__Directions__. Copy out each item below word for word, leaving out the pictures.

__Exercise materials__.
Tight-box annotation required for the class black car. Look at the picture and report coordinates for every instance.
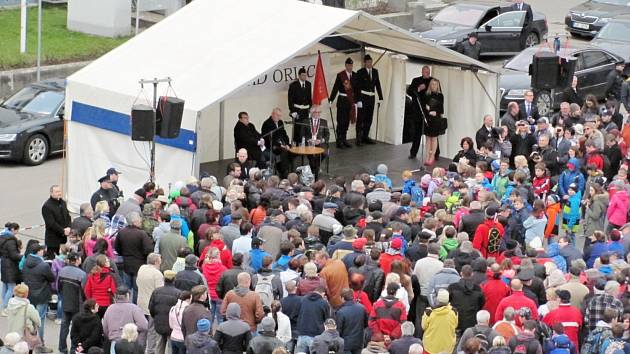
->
[564,0,630,37]
[499,47,624,115]
[0,80,66,165]
[420,3,547,56]
[591,15,630,63]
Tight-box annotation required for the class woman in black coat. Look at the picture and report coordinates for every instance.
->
[0,222,22,310]
[453,137,477,167]
[70,299,103,353]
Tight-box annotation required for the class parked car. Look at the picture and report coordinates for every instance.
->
[420,3,547,56]
[591,15,630,62]
[0,80,66,165]
[499,46,624,115]
[564,0,630,37]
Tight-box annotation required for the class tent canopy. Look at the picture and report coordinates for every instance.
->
[69,0,494,111]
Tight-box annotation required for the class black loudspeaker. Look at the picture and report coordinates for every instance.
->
[558,57,577,89]
[156,96,184,139]
[131,104,155,141]
[529,52,560,90]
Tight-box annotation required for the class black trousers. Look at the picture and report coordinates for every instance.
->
[337,96,358,142]
[357,95,375,141]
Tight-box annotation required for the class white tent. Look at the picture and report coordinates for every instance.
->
[66,0,497,207]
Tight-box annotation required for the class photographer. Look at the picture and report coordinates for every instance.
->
[529,134,560,176]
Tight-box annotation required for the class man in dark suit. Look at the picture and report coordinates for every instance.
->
[285,68,312,144]
[305,105,330,180]
[356,54,383,145]
[234,112,265,166]
[328,58,359,148]
[518,90,540,125]
[262,108,297,178]
[407,65,433,159]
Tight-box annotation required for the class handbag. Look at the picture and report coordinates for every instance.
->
[22,304,42,350]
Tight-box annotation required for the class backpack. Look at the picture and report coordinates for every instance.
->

__Written response__.
Tight-box annotation required for the class black car. Look at the picture and report coordinates for every instance.
->
[564,0,630,37]
[499,47,624,115]
[0,80,66,165]
[420,3,547,56]
[591,15,630,63]
Tight-box annotation required for the class woman in black coat. Look at the picture and report coordinates for every instance.
->
[0,222,22,310]
[453,137,477,167]
[70,299,103,353]
Tight-box annotation required for the class parked car. Look at the picture and report coordinates for every instance.
->
[420,3,547,56]
[591,15,630,62]
[0,80,66,165]
[499,46,624,115]
[564,0,630,37]
Tight-box annotation required for the class tent canopy. Look at the picture and report coordinates for every instance.
->
[69,0,494,111]
Tight-box annotation required for the class black loudspeaker. Look at the picture and report coordinates for every instance.
->
[558,57,577,89]
[156,96,184,139]
[131,104,155,141]
[529,52,560,90]
Tight-box annotation required for the class black trousers. Look at the picture and report coordinates for every instance.
->
[337,96,358,142]
[357,95,375,141]
Tight-box annotation required for the class white tent. Look at the picture and report coordinates for every instance.
->
[66,0,497,207]
Tight-box annotation required for the class photographer. Look at the picture and report coordinates for every instance.
->
[529,134,560,176]
Tight-box annotation required for the class man in dark suit. Look at the picture and report coordinates for every instance.
->
[285,68,312,144]
[305,105,330,180]
[356,54,383,145]
[234,112,265,166]
[328,58,359,148]
[518,90,540,125]
[262,108,297,178]
[407,65,433,159]
Tight-box annotation required for the class handbag. Look at the picture and report coordinates for every instance.
->
[22,304,42,350]
Tight-box annotation required for the class backpack. Look at the picture and report coordinates for every instance.
->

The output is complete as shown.